— begin Exercise inputs —

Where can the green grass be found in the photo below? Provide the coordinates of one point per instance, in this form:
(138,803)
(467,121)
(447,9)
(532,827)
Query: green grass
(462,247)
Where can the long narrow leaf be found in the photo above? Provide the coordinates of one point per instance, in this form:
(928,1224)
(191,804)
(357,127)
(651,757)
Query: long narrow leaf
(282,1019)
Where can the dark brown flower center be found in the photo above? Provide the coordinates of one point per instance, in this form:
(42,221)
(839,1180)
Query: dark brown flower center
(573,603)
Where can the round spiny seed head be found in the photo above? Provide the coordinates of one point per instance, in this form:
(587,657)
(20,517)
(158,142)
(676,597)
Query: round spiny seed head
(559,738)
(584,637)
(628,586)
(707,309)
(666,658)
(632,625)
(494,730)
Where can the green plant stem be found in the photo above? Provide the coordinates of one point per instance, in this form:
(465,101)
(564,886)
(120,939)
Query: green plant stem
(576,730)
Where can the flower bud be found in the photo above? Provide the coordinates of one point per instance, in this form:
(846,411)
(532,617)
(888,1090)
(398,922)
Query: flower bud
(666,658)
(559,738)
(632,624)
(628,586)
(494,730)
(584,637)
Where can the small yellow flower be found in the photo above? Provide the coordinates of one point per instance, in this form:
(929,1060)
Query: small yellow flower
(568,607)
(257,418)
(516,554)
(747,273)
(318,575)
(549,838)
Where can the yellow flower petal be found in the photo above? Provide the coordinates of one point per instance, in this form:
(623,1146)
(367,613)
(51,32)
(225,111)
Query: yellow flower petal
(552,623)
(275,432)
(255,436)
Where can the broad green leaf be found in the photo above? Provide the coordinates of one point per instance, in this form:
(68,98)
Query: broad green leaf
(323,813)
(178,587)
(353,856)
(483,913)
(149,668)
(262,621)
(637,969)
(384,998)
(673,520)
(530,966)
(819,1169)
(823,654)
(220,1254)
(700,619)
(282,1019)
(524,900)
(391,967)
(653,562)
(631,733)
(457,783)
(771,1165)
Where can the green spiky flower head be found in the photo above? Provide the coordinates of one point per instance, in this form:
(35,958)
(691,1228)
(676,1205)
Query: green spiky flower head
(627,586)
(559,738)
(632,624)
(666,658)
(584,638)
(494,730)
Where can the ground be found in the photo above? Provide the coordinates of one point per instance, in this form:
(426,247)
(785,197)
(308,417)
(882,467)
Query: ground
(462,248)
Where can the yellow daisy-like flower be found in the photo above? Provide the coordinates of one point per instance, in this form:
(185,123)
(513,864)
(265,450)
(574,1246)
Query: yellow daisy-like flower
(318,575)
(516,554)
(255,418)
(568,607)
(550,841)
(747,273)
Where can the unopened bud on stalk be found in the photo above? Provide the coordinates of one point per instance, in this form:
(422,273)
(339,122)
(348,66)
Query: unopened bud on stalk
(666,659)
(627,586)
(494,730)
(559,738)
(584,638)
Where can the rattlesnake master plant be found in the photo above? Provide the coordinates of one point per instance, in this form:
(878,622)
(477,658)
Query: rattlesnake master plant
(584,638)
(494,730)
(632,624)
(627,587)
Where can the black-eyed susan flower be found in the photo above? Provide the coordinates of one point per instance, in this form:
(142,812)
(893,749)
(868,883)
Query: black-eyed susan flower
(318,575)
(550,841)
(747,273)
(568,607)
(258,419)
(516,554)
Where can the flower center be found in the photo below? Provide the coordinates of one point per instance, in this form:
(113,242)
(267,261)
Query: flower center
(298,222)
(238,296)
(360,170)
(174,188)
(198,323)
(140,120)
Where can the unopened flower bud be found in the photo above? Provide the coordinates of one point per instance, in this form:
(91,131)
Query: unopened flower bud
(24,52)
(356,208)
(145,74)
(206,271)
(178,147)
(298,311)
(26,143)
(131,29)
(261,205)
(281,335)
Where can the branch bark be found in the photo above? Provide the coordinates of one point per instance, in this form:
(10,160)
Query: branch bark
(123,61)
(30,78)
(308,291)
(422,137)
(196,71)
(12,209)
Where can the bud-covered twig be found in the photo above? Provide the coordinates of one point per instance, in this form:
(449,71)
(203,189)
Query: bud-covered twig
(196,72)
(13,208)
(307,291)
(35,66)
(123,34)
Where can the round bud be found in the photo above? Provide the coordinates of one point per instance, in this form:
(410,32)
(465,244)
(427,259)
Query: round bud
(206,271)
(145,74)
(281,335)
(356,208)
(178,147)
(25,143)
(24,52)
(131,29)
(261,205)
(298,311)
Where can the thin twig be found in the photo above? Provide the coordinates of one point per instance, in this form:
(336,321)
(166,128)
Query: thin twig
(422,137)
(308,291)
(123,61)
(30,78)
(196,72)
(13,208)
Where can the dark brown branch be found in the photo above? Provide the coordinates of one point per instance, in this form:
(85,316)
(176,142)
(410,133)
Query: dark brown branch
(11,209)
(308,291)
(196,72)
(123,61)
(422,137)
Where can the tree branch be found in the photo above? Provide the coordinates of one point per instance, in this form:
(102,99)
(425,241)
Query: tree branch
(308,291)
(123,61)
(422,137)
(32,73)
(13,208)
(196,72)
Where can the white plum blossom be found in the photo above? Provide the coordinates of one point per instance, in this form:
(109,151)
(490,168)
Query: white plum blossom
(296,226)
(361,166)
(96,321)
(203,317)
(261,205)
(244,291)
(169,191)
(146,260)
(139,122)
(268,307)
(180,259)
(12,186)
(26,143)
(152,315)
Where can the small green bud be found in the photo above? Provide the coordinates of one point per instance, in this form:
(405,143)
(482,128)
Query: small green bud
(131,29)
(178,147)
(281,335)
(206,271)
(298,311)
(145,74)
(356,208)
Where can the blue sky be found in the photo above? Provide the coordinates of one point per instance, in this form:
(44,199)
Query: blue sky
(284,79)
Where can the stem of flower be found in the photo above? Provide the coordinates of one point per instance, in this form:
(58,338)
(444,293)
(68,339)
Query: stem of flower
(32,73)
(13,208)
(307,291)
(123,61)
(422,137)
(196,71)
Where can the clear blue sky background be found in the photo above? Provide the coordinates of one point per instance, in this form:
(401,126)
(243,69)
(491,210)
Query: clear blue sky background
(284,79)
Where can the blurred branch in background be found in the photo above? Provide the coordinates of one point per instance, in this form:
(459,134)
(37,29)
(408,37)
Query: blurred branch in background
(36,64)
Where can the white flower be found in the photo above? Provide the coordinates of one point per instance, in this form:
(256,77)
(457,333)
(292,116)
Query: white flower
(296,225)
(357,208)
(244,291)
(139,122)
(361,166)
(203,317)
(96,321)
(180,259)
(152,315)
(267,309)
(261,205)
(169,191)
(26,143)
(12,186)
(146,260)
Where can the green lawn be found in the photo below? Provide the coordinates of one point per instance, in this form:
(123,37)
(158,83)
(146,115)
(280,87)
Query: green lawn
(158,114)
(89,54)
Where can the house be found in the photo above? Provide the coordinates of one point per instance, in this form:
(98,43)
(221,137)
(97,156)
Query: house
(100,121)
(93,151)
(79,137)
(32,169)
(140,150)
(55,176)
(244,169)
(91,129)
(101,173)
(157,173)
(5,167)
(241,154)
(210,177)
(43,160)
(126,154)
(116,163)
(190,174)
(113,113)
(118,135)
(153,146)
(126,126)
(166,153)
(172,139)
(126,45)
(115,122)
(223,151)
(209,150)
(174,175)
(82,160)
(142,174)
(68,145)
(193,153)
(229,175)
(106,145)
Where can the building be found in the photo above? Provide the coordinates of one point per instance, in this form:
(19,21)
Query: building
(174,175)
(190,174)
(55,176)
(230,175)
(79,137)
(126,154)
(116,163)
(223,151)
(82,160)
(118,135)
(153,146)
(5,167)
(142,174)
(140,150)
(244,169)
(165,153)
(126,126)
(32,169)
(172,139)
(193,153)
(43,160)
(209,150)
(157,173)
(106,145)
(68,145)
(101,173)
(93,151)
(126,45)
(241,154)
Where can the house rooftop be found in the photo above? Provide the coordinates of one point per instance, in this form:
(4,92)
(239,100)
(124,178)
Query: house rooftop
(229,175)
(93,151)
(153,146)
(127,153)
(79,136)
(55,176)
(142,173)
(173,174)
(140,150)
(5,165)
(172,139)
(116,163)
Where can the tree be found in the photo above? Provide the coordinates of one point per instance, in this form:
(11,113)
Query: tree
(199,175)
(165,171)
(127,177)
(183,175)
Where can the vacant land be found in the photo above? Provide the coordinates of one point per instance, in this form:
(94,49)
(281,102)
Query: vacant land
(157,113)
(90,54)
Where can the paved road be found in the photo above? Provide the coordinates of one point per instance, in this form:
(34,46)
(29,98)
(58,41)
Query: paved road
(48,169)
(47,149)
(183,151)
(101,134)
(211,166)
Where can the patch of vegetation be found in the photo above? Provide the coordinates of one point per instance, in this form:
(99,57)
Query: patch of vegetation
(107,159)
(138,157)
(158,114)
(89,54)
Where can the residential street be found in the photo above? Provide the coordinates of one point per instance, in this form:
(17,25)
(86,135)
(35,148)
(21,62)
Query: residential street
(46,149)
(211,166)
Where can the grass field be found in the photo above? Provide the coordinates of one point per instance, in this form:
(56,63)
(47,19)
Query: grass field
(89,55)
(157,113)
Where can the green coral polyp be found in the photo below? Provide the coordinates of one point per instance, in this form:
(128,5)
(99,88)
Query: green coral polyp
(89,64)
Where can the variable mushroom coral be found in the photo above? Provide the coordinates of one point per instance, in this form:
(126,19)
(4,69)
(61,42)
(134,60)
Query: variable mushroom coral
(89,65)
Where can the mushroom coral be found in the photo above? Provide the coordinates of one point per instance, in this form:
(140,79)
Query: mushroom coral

— end Exercise inputs —

**Given exercise**. Extract, verbatim, the lines from the one containing "Where can the patch" through the last line of the listing above.

**Response**.
Where can the patch of vegetation be found in the photo above? Provide the coordinates of one point per instance, in this form:
(99,57)
Query: patch of vegetation
(107,159)
(138,157)
(158,114)
(89,54)
Where can the residential street be found in the photo above? Provide the coordinates of one point per instance, in this form:
(17,25)
(86,135)
(35,148)
(21,62)
Query: residential street
(46,149)
(211,166)
Where can the grass field be found in the photo above? Provide the coordinates of one point per instance, in this form:
(56,63)
(47,19)
Query: grass field
(89,55)
(157,113)
Where can the green coral polyp be found in the photo below? Provide the coordinates of one point per instance, in this form:
(128,5)
(99,88)
Query: green coral polyp
(89,64)
Where can the variable mushroom coral be found in the photo above? Provide the coordinates of one point per instance, in this form:
(126,19)
(4,69)
(61,42)
(134,60)
Query: variable mushroom coral
(89,65)
Where can the mushroom coral be found in the photo above? Provide the coordinates of one point per instance, in this form:
(140,79)
Query: mushroom coral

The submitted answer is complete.